# START OF Records for this exercise
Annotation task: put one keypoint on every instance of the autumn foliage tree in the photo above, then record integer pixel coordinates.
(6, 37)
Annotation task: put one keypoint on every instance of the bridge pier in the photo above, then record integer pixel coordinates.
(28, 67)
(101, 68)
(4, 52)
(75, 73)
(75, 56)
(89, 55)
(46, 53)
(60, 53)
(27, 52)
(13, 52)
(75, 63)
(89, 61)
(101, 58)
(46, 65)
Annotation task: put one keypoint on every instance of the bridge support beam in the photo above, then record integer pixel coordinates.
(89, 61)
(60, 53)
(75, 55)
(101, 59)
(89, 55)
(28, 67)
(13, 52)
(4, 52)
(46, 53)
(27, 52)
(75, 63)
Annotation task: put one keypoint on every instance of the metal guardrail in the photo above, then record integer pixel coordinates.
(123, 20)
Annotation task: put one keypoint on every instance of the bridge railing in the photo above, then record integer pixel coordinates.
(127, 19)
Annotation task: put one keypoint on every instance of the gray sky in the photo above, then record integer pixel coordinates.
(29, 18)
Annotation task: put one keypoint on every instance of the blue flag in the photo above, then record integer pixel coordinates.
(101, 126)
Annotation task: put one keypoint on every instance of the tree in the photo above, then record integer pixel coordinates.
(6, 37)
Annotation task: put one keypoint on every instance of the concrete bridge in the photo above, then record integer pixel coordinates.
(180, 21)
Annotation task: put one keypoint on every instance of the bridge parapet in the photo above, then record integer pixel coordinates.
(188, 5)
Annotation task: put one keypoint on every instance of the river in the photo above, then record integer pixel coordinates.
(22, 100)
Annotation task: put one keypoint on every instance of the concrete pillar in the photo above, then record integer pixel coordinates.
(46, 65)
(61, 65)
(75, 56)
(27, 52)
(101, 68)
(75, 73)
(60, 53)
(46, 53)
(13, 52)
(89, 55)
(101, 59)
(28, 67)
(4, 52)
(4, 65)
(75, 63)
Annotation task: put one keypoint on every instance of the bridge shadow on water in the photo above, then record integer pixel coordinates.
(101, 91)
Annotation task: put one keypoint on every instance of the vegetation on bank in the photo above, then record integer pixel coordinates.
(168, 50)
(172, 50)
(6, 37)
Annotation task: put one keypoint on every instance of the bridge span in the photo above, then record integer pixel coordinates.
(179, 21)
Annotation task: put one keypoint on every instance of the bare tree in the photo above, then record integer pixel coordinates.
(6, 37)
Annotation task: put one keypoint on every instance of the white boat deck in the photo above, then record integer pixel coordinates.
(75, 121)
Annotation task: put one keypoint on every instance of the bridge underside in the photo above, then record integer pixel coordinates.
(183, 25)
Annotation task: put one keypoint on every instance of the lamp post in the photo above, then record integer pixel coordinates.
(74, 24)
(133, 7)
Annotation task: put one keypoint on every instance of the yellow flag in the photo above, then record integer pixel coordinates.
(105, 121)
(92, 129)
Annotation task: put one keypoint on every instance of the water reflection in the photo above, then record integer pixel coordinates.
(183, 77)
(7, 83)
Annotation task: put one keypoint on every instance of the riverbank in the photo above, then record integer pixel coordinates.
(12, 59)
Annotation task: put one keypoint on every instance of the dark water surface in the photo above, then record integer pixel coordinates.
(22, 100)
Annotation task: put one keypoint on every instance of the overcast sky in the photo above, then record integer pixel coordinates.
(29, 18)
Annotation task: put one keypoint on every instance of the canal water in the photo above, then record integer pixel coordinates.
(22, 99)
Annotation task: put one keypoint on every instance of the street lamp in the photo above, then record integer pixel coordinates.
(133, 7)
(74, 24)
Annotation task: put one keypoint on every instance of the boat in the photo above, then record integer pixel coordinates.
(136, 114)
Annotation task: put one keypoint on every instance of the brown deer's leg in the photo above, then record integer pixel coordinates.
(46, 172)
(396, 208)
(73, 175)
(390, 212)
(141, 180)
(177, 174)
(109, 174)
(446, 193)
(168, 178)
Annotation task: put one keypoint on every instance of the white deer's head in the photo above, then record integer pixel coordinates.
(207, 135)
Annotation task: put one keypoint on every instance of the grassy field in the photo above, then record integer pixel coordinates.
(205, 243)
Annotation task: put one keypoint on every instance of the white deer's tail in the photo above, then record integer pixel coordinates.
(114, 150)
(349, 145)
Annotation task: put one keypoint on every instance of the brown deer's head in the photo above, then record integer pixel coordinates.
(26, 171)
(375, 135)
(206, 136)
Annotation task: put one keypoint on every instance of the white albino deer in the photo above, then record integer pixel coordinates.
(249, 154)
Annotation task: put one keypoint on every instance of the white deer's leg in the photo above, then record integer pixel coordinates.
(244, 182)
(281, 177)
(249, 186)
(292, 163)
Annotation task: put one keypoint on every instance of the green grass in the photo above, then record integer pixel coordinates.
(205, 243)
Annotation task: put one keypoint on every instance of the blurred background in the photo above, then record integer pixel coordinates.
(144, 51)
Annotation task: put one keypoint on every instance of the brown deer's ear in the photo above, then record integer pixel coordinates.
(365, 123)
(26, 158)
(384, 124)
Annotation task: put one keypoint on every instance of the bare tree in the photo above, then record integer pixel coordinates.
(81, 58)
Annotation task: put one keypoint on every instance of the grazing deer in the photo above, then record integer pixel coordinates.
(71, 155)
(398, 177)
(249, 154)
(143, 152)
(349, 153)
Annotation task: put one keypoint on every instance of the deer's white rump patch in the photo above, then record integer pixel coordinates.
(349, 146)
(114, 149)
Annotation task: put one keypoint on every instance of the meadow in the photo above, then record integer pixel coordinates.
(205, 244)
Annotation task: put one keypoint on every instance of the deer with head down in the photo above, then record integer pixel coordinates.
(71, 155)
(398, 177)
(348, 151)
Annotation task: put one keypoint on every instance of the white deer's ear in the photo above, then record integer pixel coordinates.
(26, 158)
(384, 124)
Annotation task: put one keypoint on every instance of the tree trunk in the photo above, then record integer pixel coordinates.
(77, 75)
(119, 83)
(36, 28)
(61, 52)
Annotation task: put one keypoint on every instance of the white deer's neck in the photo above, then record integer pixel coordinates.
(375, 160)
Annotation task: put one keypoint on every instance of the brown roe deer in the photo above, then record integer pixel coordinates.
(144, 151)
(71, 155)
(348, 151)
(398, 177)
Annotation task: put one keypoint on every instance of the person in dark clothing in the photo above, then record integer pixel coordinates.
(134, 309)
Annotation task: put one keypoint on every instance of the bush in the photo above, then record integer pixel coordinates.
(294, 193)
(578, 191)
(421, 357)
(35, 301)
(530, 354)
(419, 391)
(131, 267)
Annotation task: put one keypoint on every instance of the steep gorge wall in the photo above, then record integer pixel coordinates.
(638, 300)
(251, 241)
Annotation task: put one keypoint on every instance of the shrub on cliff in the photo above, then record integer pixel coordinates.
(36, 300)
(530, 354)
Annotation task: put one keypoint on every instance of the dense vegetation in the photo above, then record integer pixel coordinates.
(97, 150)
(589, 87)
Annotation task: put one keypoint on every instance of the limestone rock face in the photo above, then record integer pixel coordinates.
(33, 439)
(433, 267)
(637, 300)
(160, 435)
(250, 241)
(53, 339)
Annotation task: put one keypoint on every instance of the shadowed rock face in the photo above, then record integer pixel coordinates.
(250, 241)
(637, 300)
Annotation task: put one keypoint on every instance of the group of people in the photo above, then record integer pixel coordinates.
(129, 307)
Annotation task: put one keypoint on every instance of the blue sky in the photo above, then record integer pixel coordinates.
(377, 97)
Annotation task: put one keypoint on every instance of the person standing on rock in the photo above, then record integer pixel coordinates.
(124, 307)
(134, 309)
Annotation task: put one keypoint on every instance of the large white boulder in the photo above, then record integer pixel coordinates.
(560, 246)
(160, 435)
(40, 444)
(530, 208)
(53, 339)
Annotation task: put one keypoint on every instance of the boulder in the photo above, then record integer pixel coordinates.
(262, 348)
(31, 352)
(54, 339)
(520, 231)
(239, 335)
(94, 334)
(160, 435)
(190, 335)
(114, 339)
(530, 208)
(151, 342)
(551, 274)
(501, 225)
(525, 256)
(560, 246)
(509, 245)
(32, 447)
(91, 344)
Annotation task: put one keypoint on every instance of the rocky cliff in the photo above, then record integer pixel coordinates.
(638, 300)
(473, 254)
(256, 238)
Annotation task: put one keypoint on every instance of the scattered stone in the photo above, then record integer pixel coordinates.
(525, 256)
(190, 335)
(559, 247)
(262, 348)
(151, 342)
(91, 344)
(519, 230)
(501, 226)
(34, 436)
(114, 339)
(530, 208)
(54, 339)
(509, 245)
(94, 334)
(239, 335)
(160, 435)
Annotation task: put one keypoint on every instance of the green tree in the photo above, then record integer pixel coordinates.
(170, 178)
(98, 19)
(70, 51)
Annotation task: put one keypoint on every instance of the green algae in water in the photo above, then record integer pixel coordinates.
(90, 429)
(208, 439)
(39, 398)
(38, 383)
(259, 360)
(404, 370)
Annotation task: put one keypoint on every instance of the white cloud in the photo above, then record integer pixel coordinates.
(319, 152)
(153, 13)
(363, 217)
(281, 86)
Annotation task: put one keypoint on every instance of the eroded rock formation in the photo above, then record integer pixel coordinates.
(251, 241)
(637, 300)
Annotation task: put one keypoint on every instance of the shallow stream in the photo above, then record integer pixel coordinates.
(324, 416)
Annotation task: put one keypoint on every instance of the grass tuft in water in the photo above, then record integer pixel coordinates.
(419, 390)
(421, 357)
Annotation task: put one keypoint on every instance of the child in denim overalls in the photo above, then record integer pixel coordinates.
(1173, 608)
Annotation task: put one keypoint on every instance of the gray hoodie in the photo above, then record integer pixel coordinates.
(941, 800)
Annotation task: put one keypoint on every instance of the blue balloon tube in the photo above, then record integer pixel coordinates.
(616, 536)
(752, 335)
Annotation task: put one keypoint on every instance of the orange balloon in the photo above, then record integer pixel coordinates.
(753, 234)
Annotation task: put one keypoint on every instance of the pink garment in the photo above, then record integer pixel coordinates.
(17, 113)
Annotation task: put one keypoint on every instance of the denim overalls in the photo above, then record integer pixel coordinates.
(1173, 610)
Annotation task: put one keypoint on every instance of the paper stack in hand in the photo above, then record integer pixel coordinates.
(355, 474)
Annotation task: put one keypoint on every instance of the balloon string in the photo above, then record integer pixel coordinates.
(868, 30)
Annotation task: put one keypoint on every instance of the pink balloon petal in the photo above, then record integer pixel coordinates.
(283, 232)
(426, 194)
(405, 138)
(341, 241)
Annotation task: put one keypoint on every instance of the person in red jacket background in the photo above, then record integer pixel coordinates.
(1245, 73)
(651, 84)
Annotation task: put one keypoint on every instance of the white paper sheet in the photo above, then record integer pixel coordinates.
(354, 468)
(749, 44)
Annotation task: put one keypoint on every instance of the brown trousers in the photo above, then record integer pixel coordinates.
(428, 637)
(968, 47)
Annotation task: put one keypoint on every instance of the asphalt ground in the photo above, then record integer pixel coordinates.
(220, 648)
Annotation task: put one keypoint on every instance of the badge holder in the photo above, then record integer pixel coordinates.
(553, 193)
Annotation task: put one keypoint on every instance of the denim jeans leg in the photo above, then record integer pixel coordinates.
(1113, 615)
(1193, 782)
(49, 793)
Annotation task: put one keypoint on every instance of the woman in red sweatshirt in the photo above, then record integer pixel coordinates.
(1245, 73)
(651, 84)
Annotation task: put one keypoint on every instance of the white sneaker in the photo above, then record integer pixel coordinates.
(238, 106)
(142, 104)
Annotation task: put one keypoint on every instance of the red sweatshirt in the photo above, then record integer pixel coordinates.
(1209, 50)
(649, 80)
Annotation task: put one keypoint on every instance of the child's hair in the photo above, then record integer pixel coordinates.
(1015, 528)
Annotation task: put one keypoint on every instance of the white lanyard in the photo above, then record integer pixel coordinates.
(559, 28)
# END OF Records for this exercise
[What you need to do]
Reproduce, word for word, only the lines from the one that contains "the white paper" through the final line.

[Task answer]
Annotation task: put one keypoint on every instance of the white paper sheet in the photo above, then record integer pixel coordinates.
(354, 468)
(749, 44)
Annotation task: put one keypoint on every instance of the brown trousers in the photo above, then record integer pixel coordinates.
(428, 637)
(968, 47)
Annotation task: put one keypoint on every instance of the asphalt ground in the photo above, then record integer pixel coordinates.
(220, 648)
Annotation task: put one keypoint on every instance of the badge holder in the photo above, then record integer pixel coordinates.
(553, 193)
Annotation task: put one keypoint on every instance of the denim jeans leg in the photo above, then record integer pixel coordinates.
(1113, 615)
(1193, 782)
(49, 793)
Annotation task: put one keypoint on every instance of the woman in red sweatshirt in the photo above, then record integer pixel coordinates.
(1245, 73)
(651, 84)
Annotation task: put one keypoint on every instance of the white sneaker in the photo above, then record integer pixel coordinates.
(238, 106)
(142, 104)
Annotation task: put one keypoint on every instance of the red sweatshirt in the photo above, then record integer pixel coordinates.
(1209, 50)
(649, 80)
Annotation task: put one keypoint on every instance of the child's hair in the photo above, then record integer pixel coordinates.
(1015, 528)
Annotation task: put one keypoint on every instance of the white lanyard in the photo above, then record integer pixel coordinates.
(559, 28)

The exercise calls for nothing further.